Ausgangstext.
━━━━━━━━━━━━━━━━━━━━

# Kmail Filterproblem

## deranonyme

Bei mir läuft Kmail 17.04.2. Ich habe einige lokale Ordner eingerichtet in die ich über Kmails Filterregeln eingehende E-Mails sortiere. Diese über die Filterregel sortieren Mails erscheinen in Kmail doppelt. Man kann diese Mails auch nicht löschen oder als gelesen markieren. Im lokalen Mailordner sind diese Nachrichten aber nur einmal  in "new" enthalten. Die Akonadi Dateien habe ich aus diesem Grund schon mehrmals gelöscht und neu anlegen lassen. Danach ist der Fehler gehoben. Aber das kann es ja wohl nicht sein.

----------

## Yamakuzure

Hmm... ich habe die selbe Version von kmail, und sehr viele Regeln über zwei Accounts (beides IMAP) eingerichtet, und ich habe nichts doppelt.

━━━━━━━━━━━━━━━━━━━━

Deine Aufgabe.
Nenne bitte alle Probleme, die deranonyme im Text zum Kmail-Filterproblem bei den über Filterregeln sortierten Mails beschreibt. Die Einträge spielen hierfür keine Rolle.

Ausgelesene Einträge.
━━━━━━━━━━━━━━━━━━━━

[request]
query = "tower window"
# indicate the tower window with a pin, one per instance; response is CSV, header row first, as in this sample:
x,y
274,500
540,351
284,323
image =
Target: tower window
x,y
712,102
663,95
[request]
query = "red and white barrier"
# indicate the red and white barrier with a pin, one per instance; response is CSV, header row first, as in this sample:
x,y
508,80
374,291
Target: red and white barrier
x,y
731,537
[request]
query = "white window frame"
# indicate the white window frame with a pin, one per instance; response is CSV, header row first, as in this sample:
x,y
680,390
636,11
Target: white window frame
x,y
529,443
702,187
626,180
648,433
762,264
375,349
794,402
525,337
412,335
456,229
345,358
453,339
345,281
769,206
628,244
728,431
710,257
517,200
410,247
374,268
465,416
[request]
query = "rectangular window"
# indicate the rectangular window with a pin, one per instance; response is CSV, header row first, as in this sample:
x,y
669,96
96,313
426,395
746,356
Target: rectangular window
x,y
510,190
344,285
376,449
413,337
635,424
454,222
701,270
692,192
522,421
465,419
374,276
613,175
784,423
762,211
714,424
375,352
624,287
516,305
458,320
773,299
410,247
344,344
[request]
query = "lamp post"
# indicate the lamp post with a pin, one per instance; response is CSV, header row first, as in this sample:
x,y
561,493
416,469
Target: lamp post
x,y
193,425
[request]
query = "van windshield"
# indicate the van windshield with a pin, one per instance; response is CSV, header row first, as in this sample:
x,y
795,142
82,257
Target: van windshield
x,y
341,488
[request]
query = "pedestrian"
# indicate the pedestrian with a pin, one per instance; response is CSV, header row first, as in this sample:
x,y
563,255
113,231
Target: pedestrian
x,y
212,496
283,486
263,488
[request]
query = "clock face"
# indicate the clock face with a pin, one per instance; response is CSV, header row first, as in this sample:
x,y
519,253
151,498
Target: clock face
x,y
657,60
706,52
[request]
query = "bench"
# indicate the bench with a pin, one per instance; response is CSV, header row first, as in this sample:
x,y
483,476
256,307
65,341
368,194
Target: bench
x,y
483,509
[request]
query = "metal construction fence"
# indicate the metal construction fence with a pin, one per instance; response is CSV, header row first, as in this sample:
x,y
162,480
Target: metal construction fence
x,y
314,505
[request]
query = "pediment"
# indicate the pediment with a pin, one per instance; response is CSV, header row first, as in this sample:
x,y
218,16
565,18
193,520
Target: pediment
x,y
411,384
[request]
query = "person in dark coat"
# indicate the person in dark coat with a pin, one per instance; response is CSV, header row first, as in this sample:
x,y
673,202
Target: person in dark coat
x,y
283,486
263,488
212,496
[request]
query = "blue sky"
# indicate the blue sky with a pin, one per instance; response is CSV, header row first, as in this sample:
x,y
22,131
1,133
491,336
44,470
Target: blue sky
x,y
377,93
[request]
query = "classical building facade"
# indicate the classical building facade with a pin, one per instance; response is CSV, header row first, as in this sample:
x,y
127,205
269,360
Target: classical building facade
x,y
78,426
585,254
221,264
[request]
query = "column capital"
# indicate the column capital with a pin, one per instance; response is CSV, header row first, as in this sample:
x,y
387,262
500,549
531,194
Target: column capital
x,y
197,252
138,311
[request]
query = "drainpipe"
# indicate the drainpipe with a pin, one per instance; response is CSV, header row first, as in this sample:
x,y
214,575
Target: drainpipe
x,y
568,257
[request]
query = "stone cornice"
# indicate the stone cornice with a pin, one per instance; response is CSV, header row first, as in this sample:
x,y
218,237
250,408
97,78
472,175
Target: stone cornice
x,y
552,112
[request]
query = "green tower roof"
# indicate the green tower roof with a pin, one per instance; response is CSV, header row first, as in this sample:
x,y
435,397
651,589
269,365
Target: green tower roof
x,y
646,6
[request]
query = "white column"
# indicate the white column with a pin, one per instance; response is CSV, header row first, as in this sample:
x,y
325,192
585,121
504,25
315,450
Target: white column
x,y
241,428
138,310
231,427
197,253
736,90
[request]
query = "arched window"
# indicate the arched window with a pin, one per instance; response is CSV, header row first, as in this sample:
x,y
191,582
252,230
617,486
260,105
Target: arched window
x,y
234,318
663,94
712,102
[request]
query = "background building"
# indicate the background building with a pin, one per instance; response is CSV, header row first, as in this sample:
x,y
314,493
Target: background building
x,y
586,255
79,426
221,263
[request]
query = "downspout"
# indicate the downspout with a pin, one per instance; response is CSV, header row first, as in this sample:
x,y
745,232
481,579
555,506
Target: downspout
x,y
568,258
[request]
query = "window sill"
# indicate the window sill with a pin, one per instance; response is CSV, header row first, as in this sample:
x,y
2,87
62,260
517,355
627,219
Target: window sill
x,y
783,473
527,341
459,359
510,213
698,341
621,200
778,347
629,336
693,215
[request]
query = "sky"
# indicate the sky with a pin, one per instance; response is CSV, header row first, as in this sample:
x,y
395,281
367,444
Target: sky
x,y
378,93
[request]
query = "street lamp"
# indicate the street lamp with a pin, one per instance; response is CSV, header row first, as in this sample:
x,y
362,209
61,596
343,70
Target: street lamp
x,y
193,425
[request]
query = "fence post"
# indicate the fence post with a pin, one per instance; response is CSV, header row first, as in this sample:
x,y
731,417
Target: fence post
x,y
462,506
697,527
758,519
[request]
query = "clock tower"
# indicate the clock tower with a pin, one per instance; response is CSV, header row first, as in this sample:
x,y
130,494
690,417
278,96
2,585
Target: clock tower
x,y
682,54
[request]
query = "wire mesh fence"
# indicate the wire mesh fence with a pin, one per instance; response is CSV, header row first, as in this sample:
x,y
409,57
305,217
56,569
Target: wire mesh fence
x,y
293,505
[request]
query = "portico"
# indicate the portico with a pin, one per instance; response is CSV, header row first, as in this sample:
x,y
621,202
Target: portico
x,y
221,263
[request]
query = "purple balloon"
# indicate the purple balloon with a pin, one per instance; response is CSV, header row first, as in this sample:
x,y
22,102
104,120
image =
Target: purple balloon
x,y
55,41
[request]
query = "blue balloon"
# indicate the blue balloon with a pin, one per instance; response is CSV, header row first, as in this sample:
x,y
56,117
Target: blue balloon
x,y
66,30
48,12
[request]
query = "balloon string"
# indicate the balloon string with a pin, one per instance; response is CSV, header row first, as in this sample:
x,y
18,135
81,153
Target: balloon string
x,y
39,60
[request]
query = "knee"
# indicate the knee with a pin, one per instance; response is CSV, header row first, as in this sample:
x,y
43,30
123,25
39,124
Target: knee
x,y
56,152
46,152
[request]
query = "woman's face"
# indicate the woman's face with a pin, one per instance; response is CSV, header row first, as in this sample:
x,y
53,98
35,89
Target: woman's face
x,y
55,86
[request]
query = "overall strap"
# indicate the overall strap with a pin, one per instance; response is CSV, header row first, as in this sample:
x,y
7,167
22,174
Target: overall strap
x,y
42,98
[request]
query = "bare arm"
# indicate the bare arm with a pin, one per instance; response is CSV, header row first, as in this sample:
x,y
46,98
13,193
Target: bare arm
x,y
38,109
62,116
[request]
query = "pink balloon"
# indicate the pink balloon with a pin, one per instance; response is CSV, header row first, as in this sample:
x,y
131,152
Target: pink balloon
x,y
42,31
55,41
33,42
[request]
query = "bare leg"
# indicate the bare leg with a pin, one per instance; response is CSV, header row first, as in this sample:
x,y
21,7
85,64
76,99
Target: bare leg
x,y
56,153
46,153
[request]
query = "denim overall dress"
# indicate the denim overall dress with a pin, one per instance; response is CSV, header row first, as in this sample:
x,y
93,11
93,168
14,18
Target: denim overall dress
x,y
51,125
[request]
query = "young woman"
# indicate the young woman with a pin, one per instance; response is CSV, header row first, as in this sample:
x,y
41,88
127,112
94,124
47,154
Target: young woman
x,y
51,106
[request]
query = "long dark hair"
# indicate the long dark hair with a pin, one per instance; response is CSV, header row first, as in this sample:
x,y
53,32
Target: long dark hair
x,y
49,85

━━━━━━━━━━━━━━━━━━━━

Antwort zur Aufgabe.
- Die Mails erscheinen in Kmail doppelt.
- Die Mails lassen sich nicht löschen.
- Die Mails lassen sich nicht als gelesen markieren.